### PROBLEM SET
1. Do these statements agree with the passage on Horace Mann's missed settlement deadline? (a) The attorney's letter came with the claimant's medical records. (b) Horace Mann replied to the demand before the 20-day period ran out. (c) The $17 million verdict stood without being reduced. Answer each with yes or no and quote the deciding words of the passage.
2. Write what comes next in the passage on Horace Mann's missed settlement deadline, picking up after its final sentence.

╭─ TEXT PROVIDED

In many states, an insurer not only has a duty to timely communicate with its insured and respond to demands for settlement by a claimant asserting a claim regarding the adjustment of a loss, that duty may also include the duty to follow-up on those communications. As a recent case decided by the United States District Court for the Northern District of Illinois shows, the costs of not doing so, even on a relatively small claim under a low limit policy, can be catastrophic.

Horace Mann Insurance Company provided automotive insurance limits of $25,000. Less than 45 days after a motor vehicle accident involving its insured near Tampa, Florida in which the insured’s SUV collided with a motorcycle, Horace Mann was presented with a letter from an attorney for the motorcycle driver offering to settle his claim for the $25,000 limits of the policy. The letter noted that medical records were not yet available, but included photos of the claimant’s injuries and an exchange of information form filled out at the scene of the accident. The attorney letter offered to settle the claim if Horace Mann tendered a check for its $25,000 policy limits within 20 days.

The insurer responded before the 20-day period elapsed, acknowledging that it was willing to settle the case for its policy limit, but needed to receive the claimant’s hospital records before settling. Because the records were not received in that timeframe, the insurer did not tender its settlement check within the time set forth in the demand.

Forty-five days later, suit was filed against the insured. The case was tried three years later resulting in a $17 million verdict, which was later settled for $7 million while post-trial motions were pending.

╰─
╭─ RECORDED DATA

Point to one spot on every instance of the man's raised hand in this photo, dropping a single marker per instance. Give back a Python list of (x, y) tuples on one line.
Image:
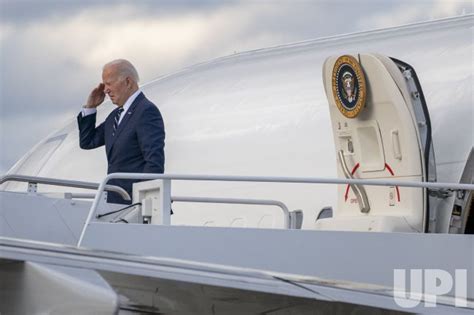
[(96, 97)]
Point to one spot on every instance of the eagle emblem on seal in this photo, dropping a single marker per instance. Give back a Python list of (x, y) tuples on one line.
[(349, 86)]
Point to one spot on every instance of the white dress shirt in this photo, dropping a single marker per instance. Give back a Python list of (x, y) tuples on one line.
[(126, 106)]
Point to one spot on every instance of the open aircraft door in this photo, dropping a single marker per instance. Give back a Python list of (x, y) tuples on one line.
[(381, 130)]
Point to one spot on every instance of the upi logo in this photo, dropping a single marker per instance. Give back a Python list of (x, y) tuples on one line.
[(437, 282)]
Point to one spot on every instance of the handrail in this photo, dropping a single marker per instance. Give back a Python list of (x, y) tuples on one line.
[(64, 183), (299, 180), (281, 205)]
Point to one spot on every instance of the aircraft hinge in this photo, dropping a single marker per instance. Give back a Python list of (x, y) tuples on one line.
[(440, 193)]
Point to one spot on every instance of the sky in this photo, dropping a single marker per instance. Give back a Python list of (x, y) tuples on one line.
[(52, 51)]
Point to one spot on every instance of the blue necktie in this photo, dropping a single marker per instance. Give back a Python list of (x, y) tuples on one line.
[(117, 118)]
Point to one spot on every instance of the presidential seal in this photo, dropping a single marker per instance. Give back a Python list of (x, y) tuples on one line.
[(348, 86)]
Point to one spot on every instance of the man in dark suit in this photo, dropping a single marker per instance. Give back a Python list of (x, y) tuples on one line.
[(133, 133)]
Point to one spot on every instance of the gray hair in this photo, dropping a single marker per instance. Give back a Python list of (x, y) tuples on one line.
[(124, 69)]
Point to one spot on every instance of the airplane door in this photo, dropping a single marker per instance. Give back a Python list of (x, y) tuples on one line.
[(381, 130)]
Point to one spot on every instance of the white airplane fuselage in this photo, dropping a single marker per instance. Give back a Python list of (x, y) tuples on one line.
[(265, 112)]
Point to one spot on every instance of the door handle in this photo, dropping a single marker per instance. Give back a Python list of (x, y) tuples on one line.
[(358, 190)]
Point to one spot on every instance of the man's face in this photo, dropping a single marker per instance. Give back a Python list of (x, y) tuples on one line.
[(115, 87)]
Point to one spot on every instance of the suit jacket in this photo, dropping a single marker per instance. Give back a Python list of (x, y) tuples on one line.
[(136, 147)]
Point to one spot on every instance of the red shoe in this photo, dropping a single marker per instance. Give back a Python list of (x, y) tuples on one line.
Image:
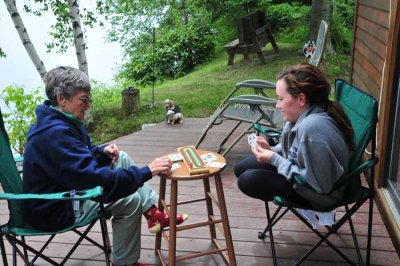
[(158, 220), (135, 264)]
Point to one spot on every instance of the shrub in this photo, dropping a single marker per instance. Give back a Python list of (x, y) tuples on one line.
[(22, 114), (177, 52)]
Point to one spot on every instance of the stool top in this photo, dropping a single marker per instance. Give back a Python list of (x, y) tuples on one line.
[(181, 173)]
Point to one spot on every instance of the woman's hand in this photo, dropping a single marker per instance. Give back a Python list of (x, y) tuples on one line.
[(161, 166), (263, 155), (262, 142), (112, 151)]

╰─

### ANSWERS IN ORDER
1.
(a) No: "The letter noted that medical records were not yet available"
(b) Yes: "The insurer responded before the 20-day period elapsed"
(c) No: "which was later settled for $7 million while post-trial motions were pending"

2.
Horace Mann was insured for its own E&O by Lexington Insurance Company. Lexington denied the claim for extracontractual benefits paid by Horace Mann to the claimant on the basis that no claim had been made directly against Horace Mann triggering the E&O coverage afforded by the Lexington policy. Horace Mann, while never having been named in a claim, did at a point during the post-trial proceedings and before settlement of the underlying litigation, receive an email in which the threat of “bad faith” was made, but it was never conveyed to Lexington.

In a May 13, 2016 ruling, District Judge Charles Norgle held in Lexington Ins. Co. v. Horace Mann Ins. Co., No. 1:11-cv-02352 (N.D. Ill., May 13, 2016), that Horace Mann’s failure to meet the 20-day deadline of the underlying demand in the injury case, coupled with its failure to communicate with its own E&O insurer regarding its settlement of the underlying claim, meant Horace Mann was not only obligated to pay the $7 million settlement, but forfeited its own professional liability coverage for that settlement.

Horace Mann was also left without recourse against its broker, AON, for failing to timely report Horace Mann’s E&O claim to Lexington. The Court concluded that AON followed the directions given to it by Horace Mann to report only a potential circumstance and that Horace Mann did not ask AON to take any further action after the reporting of those circumstances. This resulted in no report of an actual claim to Lexington, which was the basis for Lexington’s denial.

This case highlights the importance of thoughtful and strategic follow-up at every stage of the claim process. Otherwise, as with this case, a $25,000 loss can turn into a $7 million loss. The insurer’s lack of follow-up in response to the underlying settlement offer and in its own E&O insurance claim resulted in the inability to obtain insurance coverage for the insurer’s failure to settle the underlying claim.

Demands within limits are fraught with potential traps. This case illustrates the importance of not only making a proper record of the claim investigation and adjustment, but also that lack of follow-up can turn even a small claim into a horrendous loss.